### КОРОТКОЕ ЗАДАНИЕ A
По отрывку о радиотелеграфировании в русском флоте перечислите все признаки, по которым корабли разделялись на группы.

И, как ни кажется парадоксальным, главным козырем в игре «Агентуры Х» явилось именно то свойство немецкого ума – систематичность, которым этот деловой народ всегда наиболее и справедливо гордился.

В русском флоте корабли для радиотелеграфирования разделялись на группы в зависимости от степени вероятия их захвата врагом, возможности выяснения судьбы пропавшего без вести судна и руководящей роли в совместных, групповых операциях.

Первая группа – подводные лодки, при исчезновении одной из коих почти невозможно было бы установить, погибла она или захвачена, – имела лишь один присвоенный ей код. В таком случае код этот – то есть сама книга свода – подлежал замене на новый, в котором вся его внутренняя конструкция изменялась коренным образом.

Вторая группа – транспорты – имела свой код и, в случае нужды, снабжалась кодом той группы, совместно с которой оперировала.

Третья категория – легкие боевые силы – кроме присвоенного ей кода, имела и коды двух первых. И только линейные корабли и крейсера снабжались всеми четырьмя кодами.

### КОРОТКОЕ ЗАДАНИЕ B
Замените «wire mesh panel» на «metal grid panel» в строках листинга, начиная со строки с «out the wire» и заканчивая строкой с «[(347, 264)]». Приведите только эти строки, остальное не меняйте, изображения в ответ не включайте.

### ЗАПИСАННЫЕ ДАННЫЕ

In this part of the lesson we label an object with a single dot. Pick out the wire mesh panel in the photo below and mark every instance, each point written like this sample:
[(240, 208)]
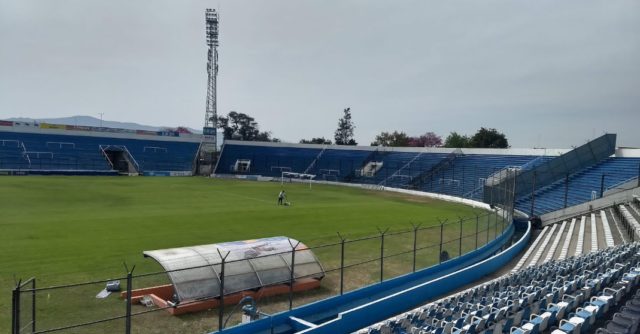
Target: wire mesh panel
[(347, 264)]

---

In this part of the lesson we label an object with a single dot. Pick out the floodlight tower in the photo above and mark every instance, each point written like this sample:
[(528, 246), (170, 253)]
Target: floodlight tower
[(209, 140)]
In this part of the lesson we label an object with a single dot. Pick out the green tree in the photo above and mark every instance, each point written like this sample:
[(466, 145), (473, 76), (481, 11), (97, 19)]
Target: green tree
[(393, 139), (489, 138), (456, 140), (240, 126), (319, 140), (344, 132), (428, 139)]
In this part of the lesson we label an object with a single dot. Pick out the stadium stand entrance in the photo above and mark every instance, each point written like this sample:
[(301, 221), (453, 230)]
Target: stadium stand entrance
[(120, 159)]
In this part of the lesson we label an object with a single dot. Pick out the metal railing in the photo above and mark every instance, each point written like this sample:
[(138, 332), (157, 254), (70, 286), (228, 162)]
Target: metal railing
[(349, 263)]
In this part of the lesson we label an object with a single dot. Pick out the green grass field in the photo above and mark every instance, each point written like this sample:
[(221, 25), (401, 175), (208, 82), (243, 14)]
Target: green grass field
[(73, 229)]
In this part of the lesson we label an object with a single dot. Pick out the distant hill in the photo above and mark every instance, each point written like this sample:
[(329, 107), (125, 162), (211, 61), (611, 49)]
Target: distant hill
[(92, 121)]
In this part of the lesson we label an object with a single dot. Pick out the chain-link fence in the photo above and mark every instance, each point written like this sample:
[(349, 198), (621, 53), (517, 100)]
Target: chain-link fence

### ПОЛНЫЙ ОТВЕТ A
- степень вероятия их захвата врагом
- возможность выяснения судьбы пропавшего без вести судна
- руководящая роль в совместных, групповых операциях

### ПОЛНЫЙ ОТВЕТ B
In this part of the lesson we label an object with a single dot. Pick out the metal grid panel in the photo below and mark every instance, each point written like this sample:
[(240, 208)]
Target: metal grid panel
[(347, 264)]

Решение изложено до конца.